┌──

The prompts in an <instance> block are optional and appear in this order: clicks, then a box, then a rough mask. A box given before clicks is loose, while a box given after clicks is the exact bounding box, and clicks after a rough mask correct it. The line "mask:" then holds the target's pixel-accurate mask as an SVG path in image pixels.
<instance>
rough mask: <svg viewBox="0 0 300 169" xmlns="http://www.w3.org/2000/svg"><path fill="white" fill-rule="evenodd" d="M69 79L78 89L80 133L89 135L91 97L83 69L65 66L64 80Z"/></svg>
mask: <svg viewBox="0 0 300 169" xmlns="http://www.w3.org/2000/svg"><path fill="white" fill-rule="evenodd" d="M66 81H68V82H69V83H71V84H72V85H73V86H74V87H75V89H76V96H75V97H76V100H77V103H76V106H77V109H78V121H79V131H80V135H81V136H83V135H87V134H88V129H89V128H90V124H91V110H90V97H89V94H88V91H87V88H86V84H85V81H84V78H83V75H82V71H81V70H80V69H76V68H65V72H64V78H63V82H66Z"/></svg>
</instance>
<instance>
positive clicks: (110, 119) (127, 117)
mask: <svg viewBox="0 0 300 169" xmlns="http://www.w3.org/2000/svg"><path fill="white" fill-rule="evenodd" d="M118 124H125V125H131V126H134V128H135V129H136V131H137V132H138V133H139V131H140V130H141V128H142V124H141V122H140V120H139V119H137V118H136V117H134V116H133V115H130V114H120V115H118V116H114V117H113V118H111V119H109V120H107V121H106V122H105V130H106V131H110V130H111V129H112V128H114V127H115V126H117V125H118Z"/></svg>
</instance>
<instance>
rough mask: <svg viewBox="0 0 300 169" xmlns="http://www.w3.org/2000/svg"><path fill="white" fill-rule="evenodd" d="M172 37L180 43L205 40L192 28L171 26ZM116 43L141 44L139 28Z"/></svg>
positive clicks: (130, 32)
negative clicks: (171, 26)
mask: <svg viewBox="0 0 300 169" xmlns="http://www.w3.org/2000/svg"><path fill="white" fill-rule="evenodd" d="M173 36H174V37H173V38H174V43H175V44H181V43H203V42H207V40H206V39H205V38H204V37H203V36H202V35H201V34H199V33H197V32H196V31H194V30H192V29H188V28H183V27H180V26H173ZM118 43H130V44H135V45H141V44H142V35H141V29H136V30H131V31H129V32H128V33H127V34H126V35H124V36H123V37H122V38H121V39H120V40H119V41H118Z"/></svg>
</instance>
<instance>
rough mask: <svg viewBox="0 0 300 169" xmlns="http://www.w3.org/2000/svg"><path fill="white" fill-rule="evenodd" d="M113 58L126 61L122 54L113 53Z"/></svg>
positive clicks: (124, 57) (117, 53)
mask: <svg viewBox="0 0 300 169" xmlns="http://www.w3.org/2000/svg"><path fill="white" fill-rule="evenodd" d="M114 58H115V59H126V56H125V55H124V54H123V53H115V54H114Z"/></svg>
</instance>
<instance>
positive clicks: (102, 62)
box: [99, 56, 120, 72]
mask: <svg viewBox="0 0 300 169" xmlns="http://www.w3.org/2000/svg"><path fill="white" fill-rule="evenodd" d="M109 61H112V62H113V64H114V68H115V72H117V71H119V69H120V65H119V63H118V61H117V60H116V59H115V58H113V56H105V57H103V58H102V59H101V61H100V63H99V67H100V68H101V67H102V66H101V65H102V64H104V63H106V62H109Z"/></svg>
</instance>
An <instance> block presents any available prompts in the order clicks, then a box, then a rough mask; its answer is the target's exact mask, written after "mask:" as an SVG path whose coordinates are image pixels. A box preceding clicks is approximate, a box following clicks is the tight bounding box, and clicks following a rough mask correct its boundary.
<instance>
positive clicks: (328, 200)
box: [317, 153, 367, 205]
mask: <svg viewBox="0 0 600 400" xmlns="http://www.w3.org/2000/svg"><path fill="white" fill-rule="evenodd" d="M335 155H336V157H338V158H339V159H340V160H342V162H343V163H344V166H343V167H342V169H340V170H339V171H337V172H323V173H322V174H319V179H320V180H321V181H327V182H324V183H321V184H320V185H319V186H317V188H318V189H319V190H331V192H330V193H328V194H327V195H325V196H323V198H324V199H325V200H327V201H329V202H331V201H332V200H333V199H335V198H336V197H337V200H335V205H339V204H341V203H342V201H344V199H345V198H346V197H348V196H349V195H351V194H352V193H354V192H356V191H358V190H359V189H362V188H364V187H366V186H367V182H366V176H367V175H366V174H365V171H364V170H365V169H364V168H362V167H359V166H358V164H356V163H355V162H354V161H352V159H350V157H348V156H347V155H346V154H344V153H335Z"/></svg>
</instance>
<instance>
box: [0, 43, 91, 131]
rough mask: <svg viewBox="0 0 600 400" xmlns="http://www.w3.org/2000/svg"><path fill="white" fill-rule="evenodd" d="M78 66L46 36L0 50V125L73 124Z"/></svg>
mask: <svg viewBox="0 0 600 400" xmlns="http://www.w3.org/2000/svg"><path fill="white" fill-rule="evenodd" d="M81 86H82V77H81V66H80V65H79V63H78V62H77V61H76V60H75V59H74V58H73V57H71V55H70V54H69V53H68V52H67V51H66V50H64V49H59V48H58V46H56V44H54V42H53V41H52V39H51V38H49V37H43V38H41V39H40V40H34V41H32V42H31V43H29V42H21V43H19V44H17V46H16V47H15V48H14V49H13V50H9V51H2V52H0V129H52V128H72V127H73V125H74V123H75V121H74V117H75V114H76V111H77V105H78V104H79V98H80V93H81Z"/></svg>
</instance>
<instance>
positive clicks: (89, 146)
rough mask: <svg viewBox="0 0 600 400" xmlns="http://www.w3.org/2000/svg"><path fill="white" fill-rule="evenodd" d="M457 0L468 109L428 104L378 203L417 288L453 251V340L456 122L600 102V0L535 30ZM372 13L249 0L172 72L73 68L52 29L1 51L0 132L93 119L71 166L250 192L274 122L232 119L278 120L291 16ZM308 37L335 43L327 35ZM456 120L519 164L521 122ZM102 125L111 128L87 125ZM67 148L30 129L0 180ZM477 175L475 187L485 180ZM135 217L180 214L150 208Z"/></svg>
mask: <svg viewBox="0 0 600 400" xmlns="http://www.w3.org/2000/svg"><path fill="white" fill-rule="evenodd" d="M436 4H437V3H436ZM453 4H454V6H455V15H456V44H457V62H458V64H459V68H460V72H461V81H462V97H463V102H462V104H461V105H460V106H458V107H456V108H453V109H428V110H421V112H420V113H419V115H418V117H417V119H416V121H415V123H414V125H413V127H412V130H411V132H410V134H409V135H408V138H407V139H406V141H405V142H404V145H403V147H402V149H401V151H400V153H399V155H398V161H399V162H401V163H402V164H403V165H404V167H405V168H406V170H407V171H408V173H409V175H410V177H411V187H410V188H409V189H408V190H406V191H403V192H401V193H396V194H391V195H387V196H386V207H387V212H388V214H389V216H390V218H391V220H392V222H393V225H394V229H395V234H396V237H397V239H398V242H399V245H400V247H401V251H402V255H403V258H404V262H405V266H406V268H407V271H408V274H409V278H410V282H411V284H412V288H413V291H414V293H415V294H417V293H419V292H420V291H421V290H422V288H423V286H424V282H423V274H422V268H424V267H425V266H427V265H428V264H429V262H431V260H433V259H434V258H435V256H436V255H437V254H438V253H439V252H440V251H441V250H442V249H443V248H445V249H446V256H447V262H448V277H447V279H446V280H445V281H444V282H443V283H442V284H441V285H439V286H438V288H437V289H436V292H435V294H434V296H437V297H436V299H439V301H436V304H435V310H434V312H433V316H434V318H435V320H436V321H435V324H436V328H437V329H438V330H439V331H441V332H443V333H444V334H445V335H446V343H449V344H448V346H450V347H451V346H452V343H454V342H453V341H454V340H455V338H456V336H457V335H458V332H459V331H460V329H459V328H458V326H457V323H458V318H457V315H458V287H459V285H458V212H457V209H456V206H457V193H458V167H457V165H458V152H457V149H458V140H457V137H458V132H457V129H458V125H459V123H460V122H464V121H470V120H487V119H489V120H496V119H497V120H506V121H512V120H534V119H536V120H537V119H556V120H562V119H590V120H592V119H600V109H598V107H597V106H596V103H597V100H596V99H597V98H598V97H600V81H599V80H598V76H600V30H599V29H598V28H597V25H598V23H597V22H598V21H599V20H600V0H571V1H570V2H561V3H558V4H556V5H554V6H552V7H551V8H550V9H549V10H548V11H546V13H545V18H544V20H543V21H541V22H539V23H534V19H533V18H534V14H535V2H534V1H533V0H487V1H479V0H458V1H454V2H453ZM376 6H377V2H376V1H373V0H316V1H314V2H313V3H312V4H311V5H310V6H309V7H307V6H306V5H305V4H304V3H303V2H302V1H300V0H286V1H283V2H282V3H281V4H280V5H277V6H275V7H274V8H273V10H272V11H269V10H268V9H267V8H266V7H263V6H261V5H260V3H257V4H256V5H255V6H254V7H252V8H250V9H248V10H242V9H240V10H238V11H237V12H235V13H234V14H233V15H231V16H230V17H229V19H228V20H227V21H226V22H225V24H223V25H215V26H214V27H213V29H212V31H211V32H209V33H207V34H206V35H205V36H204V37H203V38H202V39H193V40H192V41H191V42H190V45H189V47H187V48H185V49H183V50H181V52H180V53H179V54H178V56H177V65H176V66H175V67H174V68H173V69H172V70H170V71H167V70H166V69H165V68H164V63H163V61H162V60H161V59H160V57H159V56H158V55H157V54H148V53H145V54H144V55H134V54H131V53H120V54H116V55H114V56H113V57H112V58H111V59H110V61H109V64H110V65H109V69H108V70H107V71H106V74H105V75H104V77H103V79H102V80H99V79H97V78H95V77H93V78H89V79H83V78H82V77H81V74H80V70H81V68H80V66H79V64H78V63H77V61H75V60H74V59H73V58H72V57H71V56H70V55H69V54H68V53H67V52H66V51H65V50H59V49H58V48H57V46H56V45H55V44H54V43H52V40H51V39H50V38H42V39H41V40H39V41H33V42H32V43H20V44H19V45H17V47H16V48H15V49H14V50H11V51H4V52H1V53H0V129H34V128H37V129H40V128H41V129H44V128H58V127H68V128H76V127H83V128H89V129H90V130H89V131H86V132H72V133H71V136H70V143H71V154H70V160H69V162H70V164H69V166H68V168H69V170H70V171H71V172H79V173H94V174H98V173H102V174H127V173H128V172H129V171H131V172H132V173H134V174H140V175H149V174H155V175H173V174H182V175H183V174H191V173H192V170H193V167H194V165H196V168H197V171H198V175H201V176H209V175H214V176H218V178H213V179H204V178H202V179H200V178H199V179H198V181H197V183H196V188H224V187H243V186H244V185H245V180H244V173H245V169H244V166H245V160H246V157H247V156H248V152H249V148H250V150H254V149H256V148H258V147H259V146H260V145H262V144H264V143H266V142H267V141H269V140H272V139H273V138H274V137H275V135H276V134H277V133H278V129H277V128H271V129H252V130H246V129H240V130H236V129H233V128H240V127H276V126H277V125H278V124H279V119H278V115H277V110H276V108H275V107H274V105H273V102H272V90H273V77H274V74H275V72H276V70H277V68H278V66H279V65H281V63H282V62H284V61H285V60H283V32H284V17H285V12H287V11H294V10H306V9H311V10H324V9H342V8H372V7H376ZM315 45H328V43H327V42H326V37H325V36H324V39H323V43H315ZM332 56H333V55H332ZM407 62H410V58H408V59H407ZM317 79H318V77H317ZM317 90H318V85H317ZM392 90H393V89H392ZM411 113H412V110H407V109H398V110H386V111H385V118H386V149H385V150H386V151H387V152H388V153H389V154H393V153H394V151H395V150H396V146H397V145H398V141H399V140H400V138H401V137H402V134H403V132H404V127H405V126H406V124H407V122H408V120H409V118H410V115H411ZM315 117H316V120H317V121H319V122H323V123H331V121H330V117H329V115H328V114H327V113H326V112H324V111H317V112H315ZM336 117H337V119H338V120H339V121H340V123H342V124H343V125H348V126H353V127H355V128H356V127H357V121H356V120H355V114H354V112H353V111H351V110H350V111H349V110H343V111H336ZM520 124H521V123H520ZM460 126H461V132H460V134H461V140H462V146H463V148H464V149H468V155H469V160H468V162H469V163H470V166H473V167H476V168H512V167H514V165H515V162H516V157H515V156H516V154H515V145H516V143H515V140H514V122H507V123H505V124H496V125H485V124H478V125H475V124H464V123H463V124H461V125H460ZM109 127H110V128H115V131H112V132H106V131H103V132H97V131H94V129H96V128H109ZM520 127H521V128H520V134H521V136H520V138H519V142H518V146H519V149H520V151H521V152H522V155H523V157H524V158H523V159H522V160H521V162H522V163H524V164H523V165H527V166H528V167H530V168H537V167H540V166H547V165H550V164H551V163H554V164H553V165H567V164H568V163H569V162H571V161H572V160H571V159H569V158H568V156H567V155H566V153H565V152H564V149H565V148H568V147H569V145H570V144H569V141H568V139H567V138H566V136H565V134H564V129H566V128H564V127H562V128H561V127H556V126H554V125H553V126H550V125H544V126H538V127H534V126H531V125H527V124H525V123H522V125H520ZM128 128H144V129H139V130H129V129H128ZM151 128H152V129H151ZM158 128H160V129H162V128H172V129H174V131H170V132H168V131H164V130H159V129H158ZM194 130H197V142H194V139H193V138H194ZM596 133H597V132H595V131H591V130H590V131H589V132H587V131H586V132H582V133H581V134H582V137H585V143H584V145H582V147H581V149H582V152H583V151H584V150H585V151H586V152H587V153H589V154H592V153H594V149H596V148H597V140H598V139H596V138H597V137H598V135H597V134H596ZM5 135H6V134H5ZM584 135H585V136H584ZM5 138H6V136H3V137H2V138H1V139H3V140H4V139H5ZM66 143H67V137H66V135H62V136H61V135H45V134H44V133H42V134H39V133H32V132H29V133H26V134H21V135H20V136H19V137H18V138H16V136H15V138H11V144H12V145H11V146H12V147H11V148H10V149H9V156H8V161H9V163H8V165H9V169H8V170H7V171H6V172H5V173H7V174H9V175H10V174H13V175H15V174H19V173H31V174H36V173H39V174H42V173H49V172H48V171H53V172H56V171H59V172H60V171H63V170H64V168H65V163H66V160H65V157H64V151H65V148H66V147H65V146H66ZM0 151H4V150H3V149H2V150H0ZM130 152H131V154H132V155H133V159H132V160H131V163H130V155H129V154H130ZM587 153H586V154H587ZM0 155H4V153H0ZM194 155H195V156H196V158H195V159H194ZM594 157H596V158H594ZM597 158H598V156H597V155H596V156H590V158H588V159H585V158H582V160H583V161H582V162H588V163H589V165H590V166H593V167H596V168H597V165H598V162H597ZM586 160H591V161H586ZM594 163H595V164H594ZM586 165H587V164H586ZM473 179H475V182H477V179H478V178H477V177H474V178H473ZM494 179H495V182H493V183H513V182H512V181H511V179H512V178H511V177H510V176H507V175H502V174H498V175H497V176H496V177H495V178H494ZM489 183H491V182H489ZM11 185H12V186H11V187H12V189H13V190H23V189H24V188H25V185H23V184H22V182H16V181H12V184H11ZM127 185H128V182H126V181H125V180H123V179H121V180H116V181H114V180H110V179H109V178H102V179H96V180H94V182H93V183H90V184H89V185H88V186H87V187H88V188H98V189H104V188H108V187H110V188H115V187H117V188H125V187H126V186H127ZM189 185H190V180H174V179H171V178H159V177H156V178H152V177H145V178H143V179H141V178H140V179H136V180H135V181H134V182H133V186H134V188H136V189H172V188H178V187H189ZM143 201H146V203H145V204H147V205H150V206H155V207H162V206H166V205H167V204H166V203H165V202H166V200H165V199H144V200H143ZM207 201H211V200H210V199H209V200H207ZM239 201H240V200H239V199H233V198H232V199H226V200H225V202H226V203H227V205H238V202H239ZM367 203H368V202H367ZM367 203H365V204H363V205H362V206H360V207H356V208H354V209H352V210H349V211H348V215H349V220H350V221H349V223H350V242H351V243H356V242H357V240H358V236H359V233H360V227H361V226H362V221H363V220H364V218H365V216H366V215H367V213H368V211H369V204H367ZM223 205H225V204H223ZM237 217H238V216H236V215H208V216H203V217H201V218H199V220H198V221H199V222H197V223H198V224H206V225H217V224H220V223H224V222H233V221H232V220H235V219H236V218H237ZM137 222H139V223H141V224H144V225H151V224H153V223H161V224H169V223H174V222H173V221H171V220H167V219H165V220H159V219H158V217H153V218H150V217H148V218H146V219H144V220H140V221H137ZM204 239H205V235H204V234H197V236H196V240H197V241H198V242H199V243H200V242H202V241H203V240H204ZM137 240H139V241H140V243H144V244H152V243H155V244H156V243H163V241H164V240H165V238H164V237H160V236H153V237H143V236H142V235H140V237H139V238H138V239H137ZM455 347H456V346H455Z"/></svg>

└──

Exercise requirements →
Pull every line containing "pixels" out of the records.

Solution for this task →
The prompts in an <instance> block are optional and appear in this order: clicks, then a box, then a rough mask. A box given before clicks is loose, while a box given after clicks is the exact bounding box, and clicks after a rough mask correct it. The line "mask:" then holds the target's pixel-accurate mask as an SVG path in image pixels.
An <instance> block presents any available prompts in the order clicks, then a box, then a rough mask; its answer is the target's exact mask, written after "mask:" as an SVG path whose coordinates are image pixels. A box preceding clicks is approximate, a box following clicks is the tight bounding box, and clicks following a rough mask correct its boundary.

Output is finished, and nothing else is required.